■ Instruction 1
In the anecdote about Tom's brother Jim, reproduce the passage from "He couldn’t even" to "their stuff. Miiiiiinnnnne!" verbatim.
■ Instruction 2
In the anecdote about Tom's brother Jim, what was considered the gracious and generous response when someone admired something of yours?

When my partner Tom’s brother, Jim, was just a little guy, their mother told him about the tradition of certain Native American tribes.
If someone admires something of yours, it was considered the gracious and generous thing to do to give it to them.
She’d related the information as an interesting bit of information without really thinking what effect it might have on a five year old.
It wasn’t good.
He couldn’t even say Roy Rogers, much less Dale … the name of Roy’s lovely significant other, Dale Evans. It came out Woy and Dayo.
This was a crisis. His stuff was in jeopardy.
You know how little kids are about their stuff. Miiiiiinnnnne!
He was well and truly distressed. The fundamental underpinnings of his world were this close to being jerked out from beneath him. His mind was spinning.
And then, just like that, a relieved expression came across his face. A switch had been flipped.
He looked and his mother and asked … “But you can admire it back, right?”
The tone was at once hopeful and concerned.
Time to get serious and focus Mom. After all, there must be some mistake. And you seem to know about these “Indians.”
At moments like this, children count on grownups to come through for them … to clear up the confusion and make things right with the world.

■ Recorded information
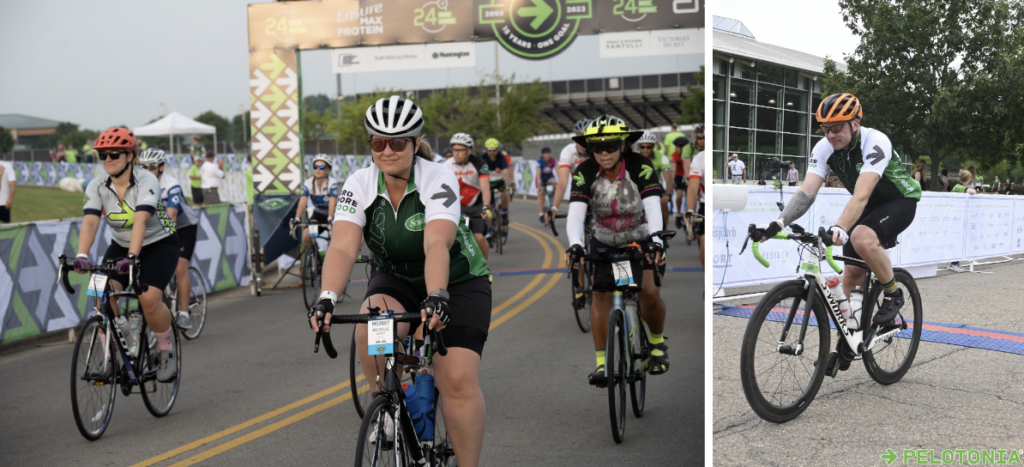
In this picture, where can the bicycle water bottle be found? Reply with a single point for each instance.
(415, 408)
(425, 394)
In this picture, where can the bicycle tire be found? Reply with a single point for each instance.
(92, 421)
(159, 397)
(310, 283)
(197, 311)
(615, 354)
(765, 334)
(871, 362)
(377, 454)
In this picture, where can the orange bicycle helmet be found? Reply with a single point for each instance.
(840, 108)
(116, 138)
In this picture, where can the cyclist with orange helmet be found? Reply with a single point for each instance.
(884, 203)
(128, 199)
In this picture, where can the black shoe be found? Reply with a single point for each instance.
(890, 307)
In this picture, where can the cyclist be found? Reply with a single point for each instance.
(499, 168)
(185, 222)
(664, 168)
(624, 192)
(884, 203)
(128, 199)
(322, 188)
(407, 209)
(473, 194)
(696, 193)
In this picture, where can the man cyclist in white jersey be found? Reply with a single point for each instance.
(474, 186)
(128, 199)
(407, 209)
(884, 203)
(322, 190)
(185, 221)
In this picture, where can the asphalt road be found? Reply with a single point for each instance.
(253, 393)
(952, 397)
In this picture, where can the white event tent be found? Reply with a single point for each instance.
(175, 124)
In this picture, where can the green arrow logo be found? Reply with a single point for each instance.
(889, 457)
(128, 216)
(540, 12)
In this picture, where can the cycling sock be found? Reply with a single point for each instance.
(891, 287)
(164, 339)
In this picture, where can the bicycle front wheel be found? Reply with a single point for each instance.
(159, 397)
(91, 383)
(197, 304)
(778, 384)
(890, 358)
(615, 353)
(381, 441)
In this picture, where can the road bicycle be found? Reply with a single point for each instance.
(780, 371)
(628, 357)
(197, 302)
(401, 443)
(100, 362)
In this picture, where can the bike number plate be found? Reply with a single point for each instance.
(381, 336)
(97, 282)
(624, 273)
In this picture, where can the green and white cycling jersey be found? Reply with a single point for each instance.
(142, 195)
(395, 236)
(870, 152)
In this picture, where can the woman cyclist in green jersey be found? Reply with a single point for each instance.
(408, 210)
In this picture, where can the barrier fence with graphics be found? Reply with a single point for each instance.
(947, 227)
(32, 302)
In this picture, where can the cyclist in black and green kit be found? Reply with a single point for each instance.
(884, 203)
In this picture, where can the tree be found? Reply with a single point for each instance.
(938, 78)
(691, 109)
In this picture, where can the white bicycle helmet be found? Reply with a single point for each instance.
(648, 137)
(393, 118)
(152, 156)
(462, 138)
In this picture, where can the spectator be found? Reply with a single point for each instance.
(737, 169)
(211, 174)
(196, 179)
(7, 185)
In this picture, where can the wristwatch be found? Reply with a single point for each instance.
(440, 293)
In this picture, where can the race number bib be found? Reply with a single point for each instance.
(623, 273)
(380, 336)
(97, 282)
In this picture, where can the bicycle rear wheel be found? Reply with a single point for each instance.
(377, 451)
(780, 386)
(615, 354)
(91, 385)
(890, 359)
(197, 304)
(159, 397)
(310, 277)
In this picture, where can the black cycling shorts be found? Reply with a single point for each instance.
(888, 220)
(470, 305)
(157, 261)
(186, 242)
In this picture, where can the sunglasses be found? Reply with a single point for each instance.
(397, 144)
(609, 147)
(114, 155)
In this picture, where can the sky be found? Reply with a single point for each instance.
(808, 26)
(105, 62)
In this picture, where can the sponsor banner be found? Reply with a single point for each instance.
(32, 302)
(946, 227)
(417, 56)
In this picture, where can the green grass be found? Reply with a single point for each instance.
(40, 203)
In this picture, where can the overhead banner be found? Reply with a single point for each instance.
(395, 57)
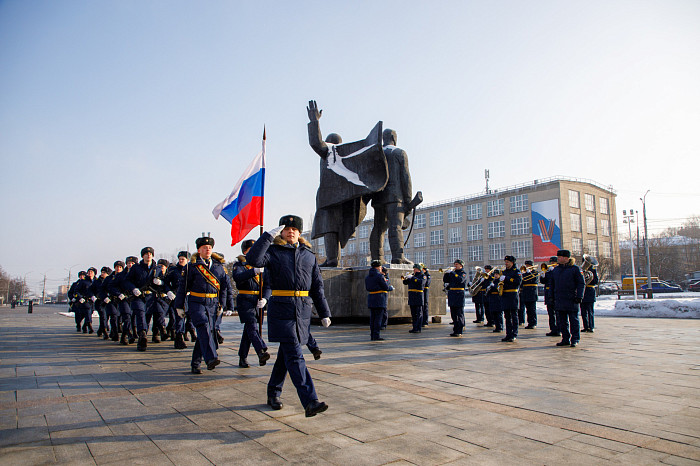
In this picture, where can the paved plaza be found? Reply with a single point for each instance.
(627, 395)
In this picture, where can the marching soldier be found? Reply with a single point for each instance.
(567, 287)
(295, 281)
(509, 300)
(546, 280)
(378, 288)
(426, 309)
(416, 283)
(588, 303)
(248, 303)
(201, 286)
(528, 294)
(455, 282)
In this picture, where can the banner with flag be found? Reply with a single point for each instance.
(243, 208)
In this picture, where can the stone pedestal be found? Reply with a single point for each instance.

■ Exercise solution 1
He couldn’t even say Roy Rogers, much less Dale … the name of Roy’s lovely significant other, Dale Evans. It came out Woy and Dayo.
This was a crisis. His stuff was in jeopardy.
You know how little kids are about their stuff. Miiiiiinnnnne!

■ Exercise solution 2
Giving it to them.